## EXTRAIT DU DOCUMENT
Droit 2.0 - Bruno Dondero
Droit 2.0 apprendre et pratiquer le droit au XXIème siècle, signé par Bruno Dondero, représente un exercice de synthèse sur ce qu’est amené à devenir le droit dans ce siècle. La première partie -195 pages tout de même- est une forme d’analyse assez exhaustive sur le système d’enseignement du droit. Comme l’auteur a un humour certain, même un néophyte comme votre serviteur prend un réel plaisir à apprendre ce qu’est la formation d’un juriste et les caractéristiques -souvent byzantines- du système professoral universitaire. L’auteur fait à ce titre un plaidoyer sans faille à l’égard des Moocs, qu’il pense plus efficaces pour tous, ce qui est d’autant plus logique qu’il est directeur du CAVEJ, le centre audiovisuel d’études juridique des universités de Paris. Il est plus surprenant de le voir effectuer une attaque en règle du système d’enseignement universitaire tel que nous le connaissons à ce jour.

## DONNÉES FOURNIES
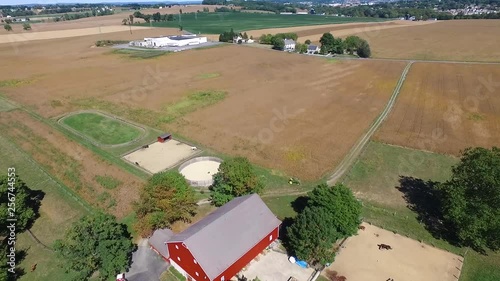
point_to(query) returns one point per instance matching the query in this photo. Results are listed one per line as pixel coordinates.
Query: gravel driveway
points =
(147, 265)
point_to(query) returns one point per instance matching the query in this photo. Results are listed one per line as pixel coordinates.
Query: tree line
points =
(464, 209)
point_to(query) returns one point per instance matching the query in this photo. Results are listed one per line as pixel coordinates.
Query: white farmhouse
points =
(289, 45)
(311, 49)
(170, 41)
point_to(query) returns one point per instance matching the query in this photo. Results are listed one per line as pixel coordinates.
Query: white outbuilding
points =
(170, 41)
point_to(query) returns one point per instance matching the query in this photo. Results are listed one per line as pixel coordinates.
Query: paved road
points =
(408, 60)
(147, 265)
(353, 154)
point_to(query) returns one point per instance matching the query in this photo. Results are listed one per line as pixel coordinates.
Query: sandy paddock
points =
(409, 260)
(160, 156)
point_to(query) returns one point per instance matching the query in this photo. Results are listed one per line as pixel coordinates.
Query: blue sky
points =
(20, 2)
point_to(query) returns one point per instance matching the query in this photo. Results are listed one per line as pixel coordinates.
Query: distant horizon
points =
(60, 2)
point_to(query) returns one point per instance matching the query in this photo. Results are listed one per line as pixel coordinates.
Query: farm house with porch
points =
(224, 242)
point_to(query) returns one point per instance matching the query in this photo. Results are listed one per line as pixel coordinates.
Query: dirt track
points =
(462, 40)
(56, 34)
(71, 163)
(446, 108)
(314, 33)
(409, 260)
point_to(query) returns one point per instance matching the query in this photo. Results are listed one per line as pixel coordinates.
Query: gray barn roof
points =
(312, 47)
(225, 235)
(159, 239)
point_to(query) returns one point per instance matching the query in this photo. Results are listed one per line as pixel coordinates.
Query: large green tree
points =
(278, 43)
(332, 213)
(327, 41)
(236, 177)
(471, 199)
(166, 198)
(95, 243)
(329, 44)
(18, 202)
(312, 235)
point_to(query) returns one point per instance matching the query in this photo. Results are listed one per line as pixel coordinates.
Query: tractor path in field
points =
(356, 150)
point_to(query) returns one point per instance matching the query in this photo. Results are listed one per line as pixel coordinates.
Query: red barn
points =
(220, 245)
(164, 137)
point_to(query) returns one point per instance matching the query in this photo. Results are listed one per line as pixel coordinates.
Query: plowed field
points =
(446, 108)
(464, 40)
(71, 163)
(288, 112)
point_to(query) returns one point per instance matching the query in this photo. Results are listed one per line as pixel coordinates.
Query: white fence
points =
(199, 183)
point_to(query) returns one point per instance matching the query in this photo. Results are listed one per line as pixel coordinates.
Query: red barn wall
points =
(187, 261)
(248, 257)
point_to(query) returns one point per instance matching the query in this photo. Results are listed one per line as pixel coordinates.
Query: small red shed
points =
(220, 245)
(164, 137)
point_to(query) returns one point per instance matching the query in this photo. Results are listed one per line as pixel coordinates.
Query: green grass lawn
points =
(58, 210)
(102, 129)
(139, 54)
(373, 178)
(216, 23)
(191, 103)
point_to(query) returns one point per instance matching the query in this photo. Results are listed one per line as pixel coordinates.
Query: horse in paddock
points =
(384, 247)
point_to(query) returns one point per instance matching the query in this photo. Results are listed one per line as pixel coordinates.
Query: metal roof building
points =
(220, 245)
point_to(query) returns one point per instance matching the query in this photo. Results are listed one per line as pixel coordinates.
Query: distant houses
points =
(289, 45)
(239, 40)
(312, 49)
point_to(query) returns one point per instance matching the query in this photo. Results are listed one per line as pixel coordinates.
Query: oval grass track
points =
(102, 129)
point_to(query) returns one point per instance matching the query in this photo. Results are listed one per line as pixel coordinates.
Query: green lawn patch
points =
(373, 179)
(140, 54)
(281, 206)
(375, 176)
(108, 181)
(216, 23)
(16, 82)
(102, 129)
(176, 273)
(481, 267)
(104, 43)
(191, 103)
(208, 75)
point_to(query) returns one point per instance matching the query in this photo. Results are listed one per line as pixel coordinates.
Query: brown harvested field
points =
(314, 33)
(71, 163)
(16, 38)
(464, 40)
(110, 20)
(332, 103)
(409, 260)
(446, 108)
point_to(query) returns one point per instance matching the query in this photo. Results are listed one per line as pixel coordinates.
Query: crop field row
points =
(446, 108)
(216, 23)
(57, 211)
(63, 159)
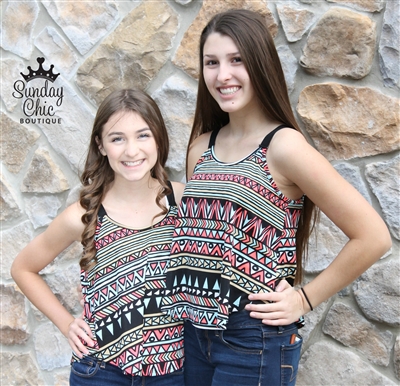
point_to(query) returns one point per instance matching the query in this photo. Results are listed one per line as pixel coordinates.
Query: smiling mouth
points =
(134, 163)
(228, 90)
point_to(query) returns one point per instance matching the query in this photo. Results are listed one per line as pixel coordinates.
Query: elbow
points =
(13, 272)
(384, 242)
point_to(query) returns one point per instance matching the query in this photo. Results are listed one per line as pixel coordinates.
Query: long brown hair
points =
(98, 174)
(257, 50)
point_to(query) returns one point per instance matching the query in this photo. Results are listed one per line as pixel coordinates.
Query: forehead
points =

## ACTION DEMANDÉE 1
D'après l'extrait du document sur le livre Droit 2.0, combien de pages compte la première partie de l'ouvrage ?
## ACTION DEMANDÉE 2
Poursuivez l'extrait du document consacré au livre Droit 2.0 après sa dernière phrase.

## RÉSULTAT OBTENU 1
195 pages.

## RÉSULTAT OBTENU 2
La seconde partie est un peu plus technique -tout au moins pour ceux qui n’ont pas d’expertise juridique. Elle concerne les émetteurs de régulation et de législation : qui sont-ils ? Comment travaillent t-ils? C’est une introduction nécessaire pour que l’auteur puisse ensuite développer son propos à l’égard de la possible “automatisation” (j’omets ici volontairement la référence à une célèbre marque de VTC) du droit, qu’il développe ensuite, filière par filière. Tous les exemples sont évoqués, des éditeurs de logiciels traditionnels aux nouvelles plateformes spécialisées, en passant par toute une graduation d’acteurs.
Le seul regret -d’importance- que l’on pourrait avoir, c’est qu’à aucun moment l’affirmation célèbre “Code As Law” du juriste américain Lawrence Lessig n’y est mentionnée. Il y a en conséquence deux questions qui resteront en suspens :
les GAFA et autres grandes startups (Uber, ou Airbnb pour n’en nommer que deux) ont-elles la capacité de forcer la loi? On sait en effet que Airbnb a provisionné plusieurs centaines de millions d’euros en frais prévisibles de contentieux avec les collectivités territoriales de part le monde. L’auteur est muet à ce propos.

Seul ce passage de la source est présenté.